* _RECORD EXCERPTS_:

::::::::::

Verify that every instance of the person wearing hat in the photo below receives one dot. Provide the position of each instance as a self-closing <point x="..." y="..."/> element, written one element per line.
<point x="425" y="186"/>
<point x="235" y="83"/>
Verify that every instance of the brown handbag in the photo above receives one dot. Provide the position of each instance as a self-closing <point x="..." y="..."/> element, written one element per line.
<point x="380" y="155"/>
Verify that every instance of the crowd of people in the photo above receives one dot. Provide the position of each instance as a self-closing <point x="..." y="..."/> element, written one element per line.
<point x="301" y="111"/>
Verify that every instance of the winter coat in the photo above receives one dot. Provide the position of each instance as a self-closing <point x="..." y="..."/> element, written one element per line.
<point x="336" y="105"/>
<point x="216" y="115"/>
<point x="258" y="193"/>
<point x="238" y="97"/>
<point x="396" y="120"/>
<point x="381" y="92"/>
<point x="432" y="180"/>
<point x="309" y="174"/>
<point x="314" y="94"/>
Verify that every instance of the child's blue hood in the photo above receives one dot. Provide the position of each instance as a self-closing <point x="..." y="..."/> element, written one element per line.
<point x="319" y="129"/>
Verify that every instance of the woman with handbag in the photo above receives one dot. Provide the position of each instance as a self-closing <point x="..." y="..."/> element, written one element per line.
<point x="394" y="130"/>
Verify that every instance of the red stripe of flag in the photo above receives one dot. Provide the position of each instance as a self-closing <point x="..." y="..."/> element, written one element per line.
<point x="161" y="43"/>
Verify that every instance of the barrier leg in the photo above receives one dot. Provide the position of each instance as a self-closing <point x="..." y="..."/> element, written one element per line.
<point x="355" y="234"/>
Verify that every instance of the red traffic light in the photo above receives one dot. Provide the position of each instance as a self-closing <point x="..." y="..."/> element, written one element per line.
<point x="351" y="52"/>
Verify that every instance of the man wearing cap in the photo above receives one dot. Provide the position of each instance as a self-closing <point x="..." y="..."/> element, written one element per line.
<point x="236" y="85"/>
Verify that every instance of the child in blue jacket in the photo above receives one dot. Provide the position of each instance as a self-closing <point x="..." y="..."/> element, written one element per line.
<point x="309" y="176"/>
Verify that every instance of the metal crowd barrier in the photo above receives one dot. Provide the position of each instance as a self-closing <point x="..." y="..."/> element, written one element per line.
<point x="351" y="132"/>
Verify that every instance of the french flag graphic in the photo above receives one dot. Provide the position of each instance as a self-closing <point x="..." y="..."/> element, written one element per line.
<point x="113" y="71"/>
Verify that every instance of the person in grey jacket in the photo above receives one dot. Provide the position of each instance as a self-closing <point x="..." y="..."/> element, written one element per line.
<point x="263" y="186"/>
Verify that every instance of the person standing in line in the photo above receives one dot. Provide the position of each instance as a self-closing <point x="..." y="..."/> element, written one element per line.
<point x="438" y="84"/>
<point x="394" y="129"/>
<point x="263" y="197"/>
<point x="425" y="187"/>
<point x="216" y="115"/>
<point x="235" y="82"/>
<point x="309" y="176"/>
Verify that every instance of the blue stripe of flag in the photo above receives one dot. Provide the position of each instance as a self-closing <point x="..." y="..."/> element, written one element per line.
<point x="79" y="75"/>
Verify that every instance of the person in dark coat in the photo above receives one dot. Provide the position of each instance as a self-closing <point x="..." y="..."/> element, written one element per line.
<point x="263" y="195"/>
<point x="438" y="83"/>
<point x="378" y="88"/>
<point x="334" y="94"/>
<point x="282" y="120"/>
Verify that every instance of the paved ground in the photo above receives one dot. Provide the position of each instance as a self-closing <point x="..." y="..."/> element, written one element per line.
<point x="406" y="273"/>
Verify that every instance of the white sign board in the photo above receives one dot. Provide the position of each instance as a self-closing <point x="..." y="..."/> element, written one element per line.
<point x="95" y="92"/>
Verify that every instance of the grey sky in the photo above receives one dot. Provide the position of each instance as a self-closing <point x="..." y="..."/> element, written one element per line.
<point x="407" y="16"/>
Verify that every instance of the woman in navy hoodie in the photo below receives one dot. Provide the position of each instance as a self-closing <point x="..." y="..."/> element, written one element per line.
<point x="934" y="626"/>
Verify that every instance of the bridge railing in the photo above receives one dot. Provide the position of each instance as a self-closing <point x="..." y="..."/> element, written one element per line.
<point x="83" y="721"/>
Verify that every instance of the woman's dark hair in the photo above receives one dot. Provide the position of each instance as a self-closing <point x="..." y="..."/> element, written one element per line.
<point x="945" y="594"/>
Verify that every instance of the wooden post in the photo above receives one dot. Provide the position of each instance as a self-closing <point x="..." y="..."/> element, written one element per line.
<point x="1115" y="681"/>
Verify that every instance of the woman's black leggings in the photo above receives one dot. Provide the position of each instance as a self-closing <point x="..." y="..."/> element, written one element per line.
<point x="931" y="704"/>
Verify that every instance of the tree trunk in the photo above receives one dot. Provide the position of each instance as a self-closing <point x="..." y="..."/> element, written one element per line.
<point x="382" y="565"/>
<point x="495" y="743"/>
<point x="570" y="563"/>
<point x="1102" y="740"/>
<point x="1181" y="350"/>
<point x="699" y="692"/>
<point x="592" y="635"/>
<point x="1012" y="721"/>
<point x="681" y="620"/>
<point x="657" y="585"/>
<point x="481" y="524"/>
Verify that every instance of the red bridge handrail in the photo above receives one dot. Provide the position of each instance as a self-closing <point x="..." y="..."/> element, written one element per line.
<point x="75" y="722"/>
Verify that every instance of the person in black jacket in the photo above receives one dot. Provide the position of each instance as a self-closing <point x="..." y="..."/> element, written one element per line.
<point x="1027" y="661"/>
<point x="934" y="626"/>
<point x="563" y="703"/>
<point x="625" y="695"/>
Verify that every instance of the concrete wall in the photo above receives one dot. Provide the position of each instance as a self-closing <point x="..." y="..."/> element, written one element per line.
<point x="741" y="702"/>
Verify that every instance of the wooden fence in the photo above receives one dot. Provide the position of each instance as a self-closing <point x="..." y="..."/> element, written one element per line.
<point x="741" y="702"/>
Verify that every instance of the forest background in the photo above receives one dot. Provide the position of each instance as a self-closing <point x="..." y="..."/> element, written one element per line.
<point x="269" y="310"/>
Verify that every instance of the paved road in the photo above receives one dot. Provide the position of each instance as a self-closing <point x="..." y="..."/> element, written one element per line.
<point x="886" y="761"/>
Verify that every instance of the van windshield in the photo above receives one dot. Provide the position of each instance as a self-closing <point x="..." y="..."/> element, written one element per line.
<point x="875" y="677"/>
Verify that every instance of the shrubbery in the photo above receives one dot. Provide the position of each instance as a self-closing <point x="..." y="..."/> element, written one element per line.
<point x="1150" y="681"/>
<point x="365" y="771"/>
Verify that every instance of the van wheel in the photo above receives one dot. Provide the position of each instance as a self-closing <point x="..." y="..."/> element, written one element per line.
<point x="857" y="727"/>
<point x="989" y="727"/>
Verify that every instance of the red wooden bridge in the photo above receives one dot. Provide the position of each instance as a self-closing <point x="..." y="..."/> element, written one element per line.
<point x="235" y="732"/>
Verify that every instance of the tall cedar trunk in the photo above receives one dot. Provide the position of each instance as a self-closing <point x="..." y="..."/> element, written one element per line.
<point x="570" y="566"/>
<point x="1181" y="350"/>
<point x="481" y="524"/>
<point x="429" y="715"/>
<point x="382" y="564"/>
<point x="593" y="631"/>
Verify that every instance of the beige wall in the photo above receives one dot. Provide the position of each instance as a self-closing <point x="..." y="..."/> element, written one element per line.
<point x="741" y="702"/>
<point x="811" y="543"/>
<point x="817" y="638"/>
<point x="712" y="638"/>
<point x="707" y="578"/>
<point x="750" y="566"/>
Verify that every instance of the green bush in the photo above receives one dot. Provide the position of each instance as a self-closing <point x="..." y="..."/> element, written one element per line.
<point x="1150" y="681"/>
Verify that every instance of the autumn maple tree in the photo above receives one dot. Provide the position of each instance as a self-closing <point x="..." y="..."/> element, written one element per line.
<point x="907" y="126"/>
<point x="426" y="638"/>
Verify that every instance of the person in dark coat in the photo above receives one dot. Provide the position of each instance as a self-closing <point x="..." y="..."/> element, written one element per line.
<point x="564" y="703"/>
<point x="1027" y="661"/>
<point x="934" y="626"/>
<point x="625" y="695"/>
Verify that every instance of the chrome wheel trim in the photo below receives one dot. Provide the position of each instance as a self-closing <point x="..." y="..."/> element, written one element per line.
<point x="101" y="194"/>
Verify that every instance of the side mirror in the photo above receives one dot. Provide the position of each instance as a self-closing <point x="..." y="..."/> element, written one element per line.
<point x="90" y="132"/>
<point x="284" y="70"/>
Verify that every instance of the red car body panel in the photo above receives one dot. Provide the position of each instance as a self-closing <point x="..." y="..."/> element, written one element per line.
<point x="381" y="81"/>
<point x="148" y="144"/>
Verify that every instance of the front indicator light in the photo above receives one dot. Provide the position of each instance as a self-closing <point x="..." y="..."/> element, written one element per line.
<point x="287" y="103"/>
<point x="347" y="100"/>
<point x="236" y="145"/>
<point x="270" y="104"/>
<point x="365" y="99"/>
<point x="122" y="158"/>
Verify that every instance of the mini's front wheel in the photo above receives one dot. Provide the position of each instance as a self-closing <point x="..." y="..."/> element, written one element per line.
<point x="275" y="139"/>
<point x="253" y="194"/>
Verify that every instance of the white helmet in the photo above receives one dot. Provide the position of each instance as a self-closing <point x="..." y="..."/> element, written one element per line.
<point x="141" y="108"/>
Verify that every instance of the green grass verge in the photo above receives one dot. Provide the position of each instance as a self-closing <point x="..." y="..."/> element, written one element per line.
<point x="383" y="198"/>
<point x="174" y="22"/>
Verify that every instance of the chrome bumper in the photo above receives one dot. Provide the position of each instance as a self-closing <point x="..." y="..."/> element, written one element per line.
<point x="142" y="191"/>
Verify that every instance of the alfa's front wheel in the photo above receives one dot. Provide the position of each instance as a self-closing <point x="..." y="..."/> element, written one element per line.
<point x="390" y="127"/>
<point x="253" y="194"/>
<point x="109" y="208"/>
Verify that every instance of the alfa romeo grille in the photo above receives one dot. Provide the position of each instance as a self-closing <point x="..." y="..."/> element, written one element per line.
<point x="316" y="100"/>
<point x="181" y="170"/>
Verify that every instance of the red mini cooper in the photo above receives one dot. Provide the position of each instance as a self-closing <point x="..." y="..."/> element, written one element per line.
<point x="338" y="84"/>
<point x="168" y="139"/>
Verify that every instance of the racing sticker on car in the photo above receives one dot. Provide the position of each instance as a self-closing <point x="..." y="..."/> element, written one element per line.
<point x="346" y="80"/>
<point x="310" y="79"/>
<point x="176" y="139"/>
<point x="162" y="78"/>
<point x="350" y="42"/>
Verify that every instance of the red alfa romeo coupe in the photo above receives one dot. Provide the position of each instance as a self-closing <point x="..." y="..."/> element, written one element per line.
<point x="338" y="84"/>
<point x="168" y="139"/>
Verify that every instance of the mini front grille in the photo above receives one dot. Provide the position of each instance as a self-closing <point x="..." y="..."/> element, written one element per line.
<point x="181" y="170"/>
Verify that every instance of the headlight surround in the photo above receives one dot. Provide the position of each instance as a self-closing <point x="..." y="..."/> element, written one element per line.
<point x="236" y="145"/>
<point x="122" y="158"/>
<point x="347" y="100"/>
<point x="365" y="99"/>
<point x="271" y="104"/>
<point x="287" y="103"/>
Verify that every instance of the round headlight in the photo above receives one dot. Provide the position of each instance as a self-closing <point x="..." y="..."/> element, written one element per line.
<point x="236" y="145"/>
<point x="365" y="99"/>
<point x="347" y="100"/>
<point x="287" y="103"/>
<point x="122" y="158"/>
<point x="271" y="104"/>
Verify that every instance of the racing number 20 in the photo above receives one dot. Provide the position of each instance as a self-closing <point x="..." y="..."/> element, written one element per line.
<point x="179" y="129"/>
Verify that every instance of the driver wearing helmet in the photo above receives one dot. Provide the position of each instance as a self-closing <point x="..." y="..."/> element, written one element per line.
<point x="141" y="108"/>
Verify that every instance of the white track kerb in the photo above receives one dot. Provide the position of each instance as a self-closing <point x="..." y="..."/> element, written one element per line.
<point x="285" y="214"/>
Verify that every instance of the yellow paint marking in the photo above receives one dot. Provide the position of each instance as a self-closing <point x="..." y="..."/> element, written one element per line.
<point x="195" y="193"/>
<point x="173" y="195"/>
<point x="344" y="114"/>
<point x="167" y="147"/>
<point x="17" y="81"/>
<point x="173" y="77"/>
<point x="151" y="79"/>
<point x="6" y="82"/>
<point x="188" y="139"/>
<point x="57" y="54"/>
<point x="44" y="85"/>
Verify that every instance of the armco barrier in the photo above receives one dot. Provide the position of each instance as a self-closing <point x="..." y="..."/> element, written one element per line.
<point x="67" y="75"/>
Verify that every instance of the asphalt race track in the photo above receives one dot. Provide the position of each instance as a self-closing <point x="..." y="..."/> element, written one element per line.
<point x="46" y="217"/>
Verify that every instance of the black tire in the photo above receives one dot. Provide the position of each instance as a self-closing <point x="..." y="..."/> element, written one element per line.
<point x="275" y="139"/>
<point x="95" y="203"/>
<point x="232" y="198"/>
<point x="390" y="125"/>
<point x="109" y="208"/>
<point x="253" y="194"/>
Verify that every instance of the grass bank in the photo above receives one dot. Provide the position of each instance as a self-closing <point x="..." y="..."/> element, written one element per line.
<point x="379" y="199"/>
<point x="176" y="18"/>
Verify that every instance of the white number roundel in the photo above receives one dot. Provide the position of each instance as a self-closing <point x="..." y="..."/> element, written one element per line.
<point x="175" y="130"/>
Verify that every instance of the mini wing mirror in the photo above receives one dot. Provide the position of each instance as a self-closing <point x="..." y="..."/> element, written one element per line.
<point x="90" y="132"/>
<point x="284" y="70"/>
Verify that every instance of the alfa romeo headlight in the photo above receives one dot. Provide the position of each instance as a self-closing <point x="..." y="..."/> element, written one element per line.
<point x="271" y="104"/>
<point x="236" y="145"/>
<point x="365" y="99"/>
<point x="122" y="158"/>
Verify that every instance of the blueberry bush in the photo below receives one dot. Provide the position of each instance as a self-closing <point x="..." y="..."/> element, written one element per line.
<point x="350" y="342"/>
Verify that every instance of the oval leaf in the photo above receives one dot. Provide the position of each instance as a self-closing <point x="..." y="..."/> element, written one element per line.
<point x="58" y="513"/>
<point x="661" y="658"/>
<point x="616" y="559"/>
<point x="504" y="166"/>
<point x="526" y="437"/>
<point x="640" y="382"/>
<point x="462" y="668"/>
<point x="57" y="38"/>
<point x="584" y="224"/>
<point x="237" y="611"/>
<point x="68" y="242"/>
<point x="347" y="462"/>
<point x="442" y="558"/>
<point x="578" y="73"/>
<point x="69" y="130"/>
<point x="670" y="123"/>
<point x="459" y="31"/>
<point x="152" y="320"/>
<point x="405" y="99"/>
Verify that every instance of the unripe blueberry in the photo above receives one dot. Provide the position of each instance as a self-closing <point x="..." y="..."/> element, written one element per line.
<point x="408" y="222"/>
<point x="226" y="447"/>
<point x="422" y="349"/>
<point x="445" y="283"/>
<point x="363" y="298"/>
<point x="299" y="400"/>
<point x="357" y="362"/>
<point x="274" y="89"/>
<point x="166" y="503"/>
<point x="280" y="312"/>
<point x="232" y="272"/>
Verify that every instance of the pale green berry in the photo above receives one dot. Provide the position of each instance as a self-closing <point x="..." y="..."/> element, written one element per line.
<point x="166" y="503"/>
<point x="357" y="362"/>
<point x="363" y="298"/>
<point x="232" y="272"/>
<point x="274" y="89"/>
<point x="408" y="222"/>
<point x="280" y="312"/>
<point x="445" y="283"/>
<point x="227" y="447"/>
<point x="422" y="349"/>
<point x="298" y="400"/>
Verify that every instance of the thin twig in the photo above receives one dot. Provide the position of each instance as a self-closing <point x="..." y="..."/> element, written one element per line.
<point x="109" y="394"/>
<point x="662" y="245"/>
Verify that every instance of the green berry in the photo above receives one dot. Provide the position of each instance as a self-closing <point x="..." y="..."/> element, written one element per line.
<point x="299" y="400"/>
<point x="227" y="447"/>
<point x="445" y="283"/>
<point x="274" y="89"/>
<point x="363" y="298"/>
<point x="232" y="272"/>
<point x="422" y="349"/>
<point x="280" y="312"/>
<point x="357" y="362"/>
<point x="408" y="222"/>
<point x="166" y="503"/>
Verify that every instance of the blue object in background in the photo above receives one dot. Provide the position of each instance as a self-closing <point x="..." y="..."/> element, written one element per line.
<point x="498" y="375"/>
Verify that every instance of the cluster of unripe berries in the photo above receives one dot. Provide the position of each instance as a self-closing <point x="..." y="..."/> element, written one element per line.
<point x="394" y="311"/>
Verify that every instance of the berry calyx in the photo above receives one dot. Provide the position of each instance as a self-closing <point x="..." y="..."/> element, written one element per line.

::::::::::

* _WHAT IS EXPECTED_: The line containing "Verify that every instance of the cluster" marks the start; retype it and each line after it through the end of the records above, exactly.

* _ANSWER FOR THIS EXERCISE_:
Verify that every instance of the cluster of unripe berries in the photo above receives one dot. Provide the position of each instance as a self-closing <point x="..." y="..."/> element, written one element per line.
<point x="394" y="311"/>
Verify that every instance of the berry calyx in the photo above receives one dot. Provide the position of each instance as a self-closing <point x="..." y="..."/> element, written one element per line.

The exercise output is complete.